■ **Aim**
Which lines in the records below contain the word "woman", with uppercase and lowercase matched? Find each one and copy the whole line.

Collected data:
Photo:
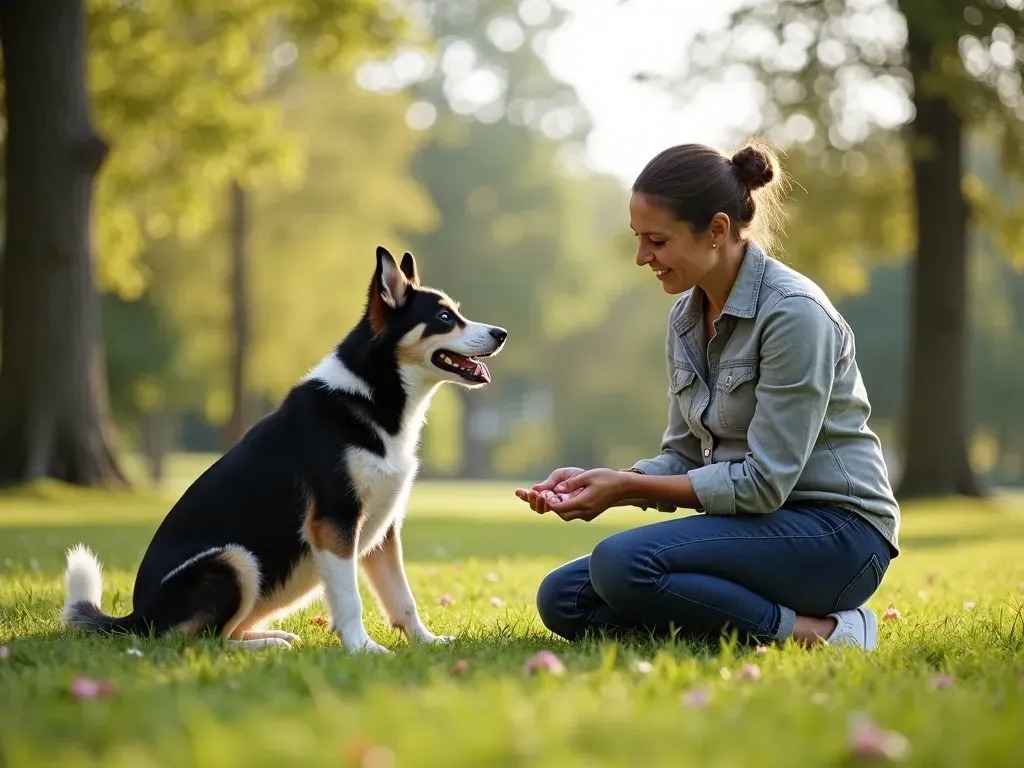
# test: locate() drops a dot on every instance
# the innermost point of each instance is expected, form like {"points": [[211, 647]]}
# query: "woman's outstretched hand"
{"points": [[577, 495], [539, 495]]}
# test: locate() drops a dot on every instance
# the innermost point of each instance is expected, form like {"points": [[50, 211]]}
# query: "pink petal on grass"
{"points": [[869, 740], [85, 688], [942, 681], [751, 672], [545, 662], [696, 698]]}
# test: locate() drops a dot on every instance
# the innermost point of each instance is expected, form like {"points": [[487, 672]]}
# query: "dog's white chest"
{"points": [[383, 484]]}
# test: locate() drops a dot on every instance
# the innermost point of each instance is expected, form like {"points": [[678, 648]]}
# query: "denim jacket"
{"points": [[772, 411]]}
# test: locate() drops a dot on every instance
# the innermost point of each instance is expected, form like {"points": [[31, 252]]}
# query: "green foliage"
{"points": [[180, 89], [310, 247], [197, 702]]}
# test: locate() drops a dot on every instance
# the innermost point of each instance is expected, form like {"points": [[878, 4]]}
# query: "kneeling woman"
{"points": [[767, 439]]}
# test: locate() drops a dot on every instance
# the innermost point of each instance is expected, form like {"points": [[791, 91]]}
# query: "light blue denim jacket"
{"points": [[773, 410]]}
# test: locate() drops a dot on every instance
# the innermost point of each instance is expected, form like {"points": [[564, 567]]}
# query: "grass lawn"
{"points": [[948, 675]]}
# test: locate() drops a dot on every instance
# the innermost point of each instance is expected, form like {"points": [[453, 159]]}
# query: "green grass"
{"points": [[199, 704]]}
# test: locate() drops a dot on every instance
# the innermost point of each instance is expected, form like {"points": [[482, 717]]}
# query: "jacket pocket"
{"points": [[736, 399]]}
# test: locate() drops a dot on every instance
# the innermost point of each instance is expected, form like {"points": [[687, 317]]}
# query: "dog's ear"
{"points": [[387, 291], [409, 268]]}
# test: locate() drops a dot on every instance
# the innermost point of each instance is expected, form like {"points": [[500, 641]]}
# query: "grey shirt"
{"points": [[772, 410]]}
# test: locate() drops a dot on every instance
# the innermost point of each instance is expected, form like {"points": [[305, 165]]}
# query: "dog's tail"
{"points": [[84, 588]]}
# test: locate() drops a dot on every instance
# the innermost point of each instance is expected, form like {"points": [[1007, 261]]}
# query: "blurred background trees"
{"points": [[334, 125]]}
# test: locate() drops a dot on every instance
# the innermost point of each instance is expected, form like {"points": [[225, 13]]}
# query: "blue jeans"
{"points": [[699, 576]]}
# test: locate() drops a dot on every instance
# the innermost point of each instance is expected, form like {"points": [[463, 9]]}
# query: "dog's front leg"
{"points": [[386, 573], [335, 552]]}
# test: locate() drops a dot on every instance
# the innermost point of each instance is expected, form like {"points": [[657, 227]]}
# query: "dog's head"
{"points": [[426, 327]]}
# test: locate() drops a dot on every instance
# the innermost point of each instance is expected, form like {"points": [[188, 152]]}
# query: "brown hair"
{"points": [[695, 181]]}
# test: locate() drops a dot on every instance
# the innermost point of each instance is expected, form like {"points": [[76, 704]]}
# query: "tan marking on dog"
{"points": [[324, 535], [301, 587]]}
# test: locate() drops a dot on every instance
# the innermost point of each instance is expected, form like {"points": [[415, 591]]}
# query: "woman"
{"points": [[767, 439]]}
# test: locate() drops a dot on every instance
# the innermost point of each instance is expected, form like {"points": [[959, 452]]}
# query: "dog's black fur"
{"points": [[228, 554]]}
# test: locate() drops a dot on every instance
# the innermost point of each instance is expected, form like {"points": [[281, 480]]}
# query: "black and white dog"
{"points": [[313, 491]]}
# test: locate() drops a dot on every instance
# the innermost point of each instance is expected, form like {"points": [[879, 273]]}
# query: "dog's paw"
{"points": [[288, 637], [263, 642]]}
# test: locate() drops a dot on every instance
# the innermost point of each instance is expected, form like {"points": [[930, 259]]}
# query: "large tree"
{"points": [[52, 389], [173, 81], [947, 69]]}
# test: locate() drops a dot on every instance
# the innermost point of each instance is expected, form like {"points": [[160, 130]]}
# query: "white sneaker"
{"points": [[857, 628]]}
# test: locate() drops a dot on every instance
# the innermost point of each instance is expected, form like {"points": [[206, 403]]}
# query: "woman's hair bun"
{"points": [[755, 165]]}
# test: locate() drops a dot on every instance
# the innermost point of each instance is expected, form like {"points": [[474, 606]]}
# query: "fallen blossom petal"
{"points": [[544, 660], [869, 740], [85, 688], [696, 698], [751, 672], [942, 681]]}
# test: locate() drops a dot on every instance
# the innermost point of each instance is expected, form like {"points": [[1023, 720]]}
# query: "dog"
{"points": [[313, 491]]}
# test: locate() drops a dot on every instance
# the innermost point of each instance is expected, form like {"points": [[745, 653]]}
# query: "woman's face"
{"points": [[678, 257]]}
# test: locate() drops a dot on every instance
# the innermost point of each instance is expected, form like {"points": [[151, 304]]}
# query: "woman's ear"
{"points": [[721, 227]]}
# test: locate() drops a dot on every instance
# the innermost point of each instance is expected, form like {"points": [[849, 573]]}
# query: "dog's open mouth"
{"points": [[460, 365]]}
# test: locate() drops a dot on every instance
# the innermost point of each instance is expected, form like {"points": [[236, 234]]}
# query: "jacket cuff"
{"points": [[714, 488]]}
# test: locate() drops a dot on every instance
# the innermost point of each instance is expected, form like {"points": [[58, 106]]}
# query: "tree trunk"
{"points": [[239, 292], [937, 429], [53, 411], [474, 463]]}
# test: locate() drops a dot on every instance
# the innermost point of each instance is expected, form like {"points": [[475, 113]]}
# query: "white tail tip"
{"points": [[84, 577]]}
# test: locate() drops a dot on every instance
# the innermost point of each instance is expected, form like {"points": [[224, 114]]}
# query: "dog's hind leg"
{"points": [[386, 573], [213, 592]]}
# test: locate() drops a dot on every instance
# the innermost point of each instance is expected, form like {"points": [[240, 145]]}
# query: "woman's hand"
{"points": [[585, 496], [539, 495]]}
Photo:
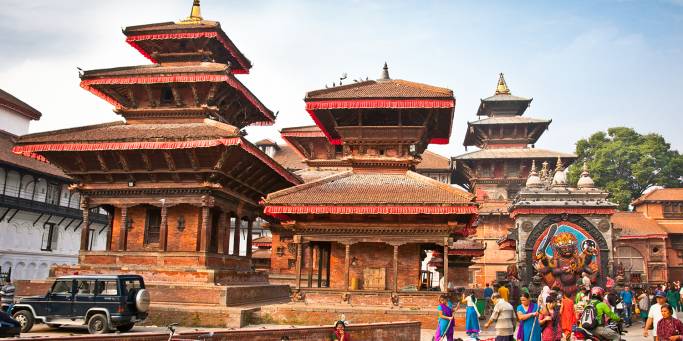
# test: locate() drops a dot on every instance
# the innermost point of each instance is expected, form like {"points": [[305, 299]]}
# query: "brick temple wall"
{"points": [[397, 331], [375, 255]]}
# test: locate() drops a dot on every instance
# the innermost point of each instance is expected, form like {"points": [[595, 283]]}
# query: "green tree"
{"points": [[626, 163]]}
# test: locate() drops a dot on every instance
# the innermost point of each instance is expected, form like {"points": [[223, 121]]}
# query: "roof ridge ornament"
{"points": [[385, 73], [195, 15], [585, 181], [533, 181], [502, 87]]}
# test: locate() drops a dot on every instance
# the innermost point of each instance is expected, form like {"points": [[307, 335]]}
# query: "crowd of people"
{"points": [[555, 316]]}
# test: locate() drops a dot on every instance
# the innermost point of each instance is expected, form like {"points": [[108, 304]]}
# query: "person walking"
{"points": [[655, 314], [7, 295], [567, 316], [627, 298], [504, 317], [549, 318], [669, 328], [644, 304], [446, 320], [527, 314], [471, 316]]}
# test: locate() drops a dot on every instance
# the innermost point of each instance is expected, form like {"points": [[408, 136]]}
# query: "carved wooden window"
{"points": [[152, 225], [50, 237], [673, 209]]}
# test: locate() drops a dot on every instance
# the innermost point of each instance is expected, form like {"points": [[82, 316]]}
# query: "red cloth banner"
{"points": [[331, 209], [244, 65], [558, 210]]}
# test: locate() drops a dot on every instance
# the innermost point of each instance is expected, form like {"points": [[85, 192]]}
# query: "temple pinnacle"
{"points": [[385, 72], [195, 14], [502, 88]]}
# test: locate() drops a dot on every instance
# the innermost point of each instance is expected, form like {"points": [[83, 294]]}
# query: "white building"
{"points": [[40, 218]]}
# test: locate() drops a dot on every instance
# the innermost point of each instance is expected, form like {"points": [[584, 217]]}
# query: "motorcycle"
{"points": [[584, 334]]}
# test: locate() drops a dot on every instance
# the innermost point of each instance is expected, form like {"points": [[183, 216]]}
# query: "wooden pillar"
{"points": [[86, 222], [445, 264], [310, 264], [123, 234], [250, 225], [395, 267], [319, 252], [347, 262], [236, 237], [163, 229], [299, 260], [204, 233], [221, 233]]}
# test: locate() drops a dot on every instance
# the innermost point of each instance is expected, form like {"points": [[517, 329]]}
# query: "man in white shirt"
{"points": [[655, 314]]}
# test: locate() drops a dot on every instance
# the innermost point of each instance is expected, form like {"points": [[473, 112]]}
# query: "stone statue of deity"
{"points": [[563, 269]]}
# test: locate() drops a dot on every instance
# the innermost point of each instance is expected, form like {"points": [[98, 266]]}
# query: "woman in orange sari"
{"points": [[567, 316]]}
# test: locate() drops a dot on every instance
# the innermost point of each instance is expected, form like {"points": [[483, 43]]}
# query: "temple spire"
{"points": [[502, 88], [385, 72], [195, 14]]}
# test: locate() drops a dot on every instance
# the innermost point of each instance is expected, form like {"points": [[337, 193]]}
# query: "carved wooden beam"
{"points": [[150, 96], [176, 95], [170, 162], [211, 95], [131, 96], [195, 95]]}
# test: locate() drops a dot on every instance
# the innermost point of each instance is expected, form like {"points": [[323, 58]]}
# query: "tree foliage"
{"points": [[626, 163]]}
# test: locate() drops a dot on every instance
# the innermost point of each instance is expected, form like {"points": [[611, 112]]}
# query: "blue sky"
{"points": [[589, 65]]}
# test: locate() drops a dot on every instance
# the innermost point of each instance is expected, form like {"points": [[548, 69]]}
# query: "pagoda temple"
{"points": [[498, 170], [367, 228], [177, 175]]}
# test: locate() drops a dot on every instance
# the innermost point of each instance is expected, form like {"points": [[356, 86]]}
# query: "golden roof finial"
{"points": [[195, 15], [502, 88]]}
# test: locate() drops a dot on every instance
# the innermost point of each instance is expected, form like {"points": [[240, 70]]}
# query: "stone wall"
{"points": [[397, 331]]}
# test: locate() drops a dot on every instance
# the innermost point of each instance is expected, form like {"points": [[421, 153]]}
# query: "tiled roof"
{"points": [[494, 207], [635, 224], [6, 156], [513, 153], [155, 69], [672, 227], [119, 131], [288, 157], [431, 160], [266, 142], [509, 120], [393, 88], [310, 175], [661, 194], [504, 97], [349, 188], [17, 105]]}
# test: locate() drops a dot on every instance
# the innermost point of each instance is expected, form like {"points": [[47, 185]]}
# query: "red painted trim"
{"points": [[376, 103], [234, 141], [645, 236], [554, 210], [327, 209], [380, 103], [322, 128], [303, 134], [244, 65], [88, 84], [294, 147]]}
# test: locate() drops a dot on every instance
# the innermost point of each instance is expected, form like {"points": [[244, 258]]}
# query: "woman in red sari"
{"points": [[669, 328], [567, 316]]}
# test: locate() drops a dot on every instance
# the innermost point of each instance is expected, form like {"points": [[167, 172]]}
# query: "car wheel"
{"points": [[98, 324], [125, 327], [25, 319]]}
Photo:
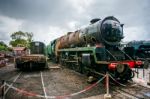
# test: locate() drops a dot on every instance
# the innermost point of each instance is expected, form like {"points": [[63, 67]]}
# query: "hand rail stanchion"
{"points": [[148, 83], [107, 95], [137, 72], [3, 89], [143, 72]]}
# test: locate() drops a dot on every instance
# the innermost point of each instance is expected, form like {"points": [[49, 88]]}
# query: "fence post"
{"points": [[148, 83], [137, 72], [143, 73], [3, 89], [107, 95]]}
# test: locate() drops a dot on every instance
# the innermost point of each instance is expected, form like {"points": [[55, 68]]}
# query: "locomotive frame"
{"points": [[94, 50]]}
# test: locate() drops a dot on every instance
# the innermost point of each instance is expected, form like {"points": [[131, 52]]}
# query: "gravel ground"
{"points": [[56, 81]]}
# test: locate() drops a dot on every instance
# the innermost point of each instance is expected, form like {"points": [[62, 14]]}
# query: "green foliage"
{"points": [[20, 38], [3, 46]]}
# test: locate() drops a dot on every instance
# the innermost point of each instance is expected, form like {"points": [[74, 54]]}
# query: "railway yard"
{"points": [[62, 83]]}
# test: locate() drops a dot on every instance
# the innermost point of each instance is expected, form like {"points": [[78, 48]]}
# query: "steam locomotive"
{"points": [[36, 59], [94, 50], [139, 50]]}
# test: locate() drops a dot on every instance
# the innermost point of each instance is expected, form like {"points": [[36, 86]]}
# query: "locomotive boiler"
{"points": [[94, 50]]}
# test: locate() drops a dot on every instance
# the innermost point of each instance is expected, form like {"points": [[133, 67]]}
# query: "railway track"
{"points": [[132, 91]]}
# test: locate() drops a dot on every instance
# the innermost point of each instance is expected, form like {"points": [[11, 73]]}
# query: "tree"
{"points": [[3, 46], [20, 38]]}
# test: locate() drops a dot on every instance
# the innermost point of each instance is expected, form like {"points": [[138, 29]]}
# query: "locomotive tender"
{"points": [[94, 50], [36, 58]]}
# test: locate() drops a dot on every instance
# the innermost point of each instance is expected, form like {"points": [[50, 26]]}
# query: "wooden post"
{"points": [[107, 95], [148, 83], [3, 89]]}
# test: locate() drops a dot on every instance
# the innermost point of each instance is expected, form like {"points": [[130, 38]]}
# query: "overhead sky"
{"points": [[49, 19]]}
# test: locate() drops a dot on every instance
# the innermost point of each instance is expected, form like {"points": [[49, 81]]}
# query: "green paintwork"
{"points": [[85, 49]]}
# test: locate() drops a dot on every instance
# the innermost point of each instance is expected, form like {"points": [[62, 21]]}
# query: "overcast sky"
{"points": [[49, 19]]}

■ **The completed task**
# query: "woman's outstretched hand"
# query: "kneeling woman"
# query: "woman"
# query: "woman's hair bun"
# query: "woman's face"
# query: "woman's ear"
# query: "woman's hand"
# query: "woman in orange sari"
# query: "woman in red sari"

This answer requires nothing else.